# [Exercise requirements]
Out of the data below, copy every line with the string "trace".

# [Raw data]

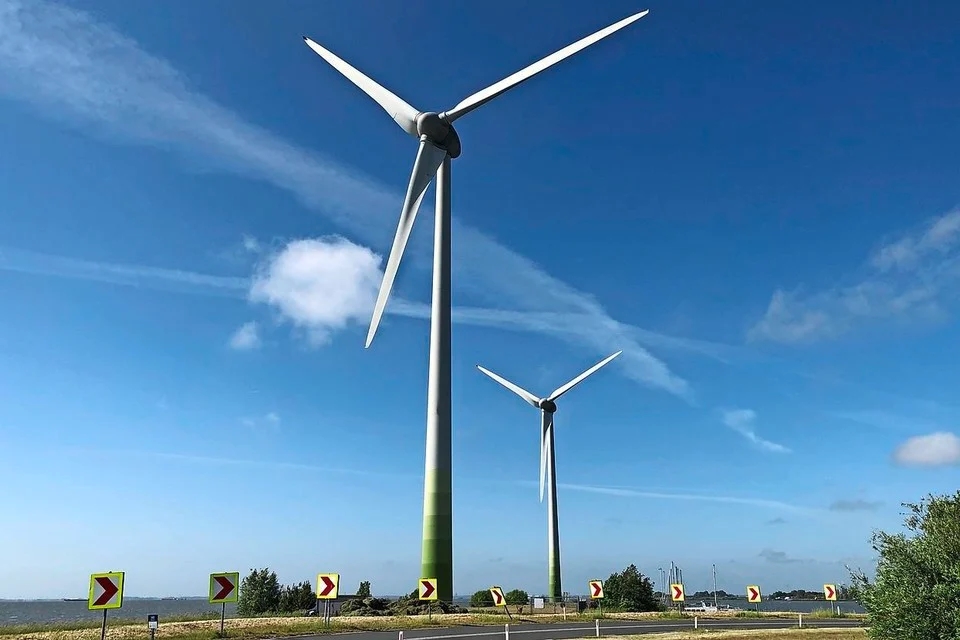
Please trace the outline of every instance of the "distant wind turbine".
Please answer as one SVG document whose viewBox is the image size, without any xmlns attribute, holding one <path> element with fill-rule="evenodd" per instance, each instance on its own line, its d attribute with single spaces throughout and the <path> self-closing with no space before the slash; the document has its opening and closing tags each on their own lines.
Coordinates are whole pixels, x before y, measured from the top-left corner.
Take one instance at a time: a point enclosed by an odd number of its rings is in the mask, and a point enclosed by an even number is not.
<svg viewBox="0 0 960 640">
<path fill-rule="evenodd" d="M 553 393 L 546 398 L 538 398 L 526 389 L 515 385 L 509 380 L 498 376 L 488 369 L 477 365 L 483 373 L 487 374 L 501 385 L 513 391 L 515 394 L 526 400 L 531 406 L 540 409 L 540 502 L 543 502 L 544 476 L 547 469 L 550 469 L 550 482 L 547 484 L 547 539 L 548 539 L 548 581 L 549 587 L 547 595 L 550 600 L 556 602 L 563 596 L 560 586 L 560 527 L 557 516 L 557 462 L 554 455 L 554 436 L 553 436 L 553 414 L 557 411 L 557 399 L 570 389 L 586 380 L 589 376 L 596 373 L 600 367 L 607 364 L 623 351 L 617 351 L 611 356 L 607 356 L 597 364 L 593 365 L 570 382 L 557 387 Z"/>
<path fill-rule="evenodd" d="M 383 317 L 393 281 L 400 267 L 404 248 L 413 229 L 413 221 L 420 208 L 427 187 L 437 178 L 436 220 L 434 223 L 433 244 L 433 303 L 430 313 L 430 364 L 427 383 L 427 444 L 426 464 L 423 485 L 423 547 L 421 559 L 421 577 L 437 579 L 437 591 L 440 600 L 453 599 L 453 490 L 451 486 L 452 463 L 450 450 L 450 200 L 452 177 L 450 161 L 460 155 L 460 136 L 453 128 L 453 122 L 477 107 L 493 100 L 505 91 L 529 80 L 541 71 L 549 69 L 558 62 L 569 58 L 578 51 L 586 49 L 636 22 L 647 15 L 641 11 L 619 22 L 581 38 L 563 49 L 551 53 L 545 58 L 496 82 L 486 89 L 467 96 L 453 108 L 442 113 L 420 111 L 389 89 L 379 85 L 362 72 L 344 62 L 329 50 L 310 38 L 303 40 L 330 66 L 343 74 L 350 82 L 379 104 L 400 128 L 419 139 L 420 146 L 413 161 L 413 172 L 407 184 L 403 208 L 400 210 L 400 223 L 393 239 L 393 247 L 383 270 L 383 281 L 373 308 L 370 329 L 367 332 L 366 346 L 373 341 L 380 319 Z M 421 38 L 430 38 L 430 29 L 456 29 L 455 25 L 424 26 Z M 443 64 L 443 56 L 430 63 Z M 412 66 L 410 72 L 430 78 L 429 65 Z M 509 116 L 509 113 L 508 113 Z M 370 151 L 379 148 L 373 140 L 367 139 L 363 131 L 355 132 L 357 144 L 365 145 Z M 523 140 L 517 140 L 522 145 Z"/>
</svg>

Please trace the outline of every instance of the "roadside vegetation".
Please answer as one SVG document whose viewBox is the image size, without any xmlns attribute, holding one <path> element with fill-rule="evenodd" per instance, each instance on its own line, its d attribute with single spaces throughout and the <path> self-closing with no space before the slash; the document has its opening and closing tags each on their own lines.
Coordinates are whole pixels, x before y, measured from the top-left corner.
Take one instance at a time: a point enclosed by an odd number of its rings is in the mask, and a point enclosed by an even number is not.
<svg viewBox="0 0 960 640">
<path fill-rule="evenodd" d="M 823 624 L 827 618 L 863 620 L 864 627 L 849 629 L 757 630 L 748 632 L 699 630 L 673 634 L 644 635 L 650 640 L 682 638 L 740 639 L 778 638 L 794 640 L 864 639 L 901 640 L 903 638 L 960 638 L 960 491 L 952 496 L 928 496 L 919 504 L 905 504 L 908 512 L 905 530 L 898 533 L 877 531 L 872 546 L 878 562 L 872 580 L 857 569 L 851 570 L 851 596 L 867 611 L 866 615 L 837 614 L 826 607 L 804 613 L 805 619 Z M 532 610 L 529 594 L 513 589 L 504 592 L 514 622 L 553 622 L 562 615 L 548 610 Z M 567 621 L 609 619 L 681 619 L 694 615 L 664 610 L 651 580 L 636 565 L 611 574 L 604 582 L 602 612 L 600 602 L 590 601 L 585 611 L 568 609 Z M 340 615 L 325 625 L 317 616 L 305 612 L 316 606 L 316 596 L 309 582 L 281 585 L 269 569 L 254 569 L 240 586 L 237 604 L 239 618 L 228 619 L 227 636 L 239 640 L 278 638 L 284 636 L 344 632 L 386 631 L 457 625 L 500 625 L 507 622 L 503 608 L 494 608 L 489 591 L 481 590 L 471 598 L 470 609 L 449 603 L 425 603 L 416 592 L 397 599 L 377 598 L 370 583 L 361 582 L 356 597 L 341 603 Z M 109 640 L 142 640 L 146 631 L 142 621 L 123 621 L 111 616 Z M 695 614 L 701 619 L 715 617 L 779 617 L 797 614 L 773 612 L 717 612 Z M 186 619 L 167 617 L 161 622 L 159 636 L 164 640 L 212 640 L 217 636 L 217 612 L 189 616 Z M 98 640 L 99 621 L 65 625 L 0 626 L 0 640 Z M 608 640 L 638 636 L 604 636 Z"/>
<path fill-rule="evenodd" d="M 960 491 L 904 504 L 905 531 L 873 534 L 871 582 L 852 571 L 876 640 L 960 638 Z"/>
<path fill-rule="evenodd" d="M 500 617 L 495 622 L 503 624 Z M 226 637 L 235 640 L 262 640 L 263 638 L 283 638 L 305 634 L 342 633 L 348 631 L 396 631 L 427 627 L 449 627 L 466 624 L 492 624 L 494 621 L 481 619 L 473 615 L 399 616 L 380 618 L 334 618 L 329 626 L 321 620 L 303 617 L 281 618 L 235 618 L 227 621 Z M 158 637 L 164 640 L 217 640 L 220 621 L 204 620 L 192 622 L 171 622 L 162 625 Z M 84 628 L 47 627 L 43 630 L 21 629 L 16 633 L 4 633 L 4 640 L 99 640 L 100 627 Z M 587 629 L 584 635 L 593 635 Z M 862 628 L 853 629 L 792 629 L 768 630 L 751 629 L 749 631 L 699 630 L 663 634 L 644 634 L 636 636 L 607 636 L 603 640 L 686 640 L 693 638 L 717 638 L 718 640 L 747 640 L 770 638 L 770 640 L 868 640 Z M 143 640 L 146 637 L 144 624 L 113 625 L 107 632 L 108 640 Z"/>
</svg>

# [Reply]
Please trace the outline of every instance of the "distant wind turbine".
Please trace the outline of every instance of the "roadside vegetation".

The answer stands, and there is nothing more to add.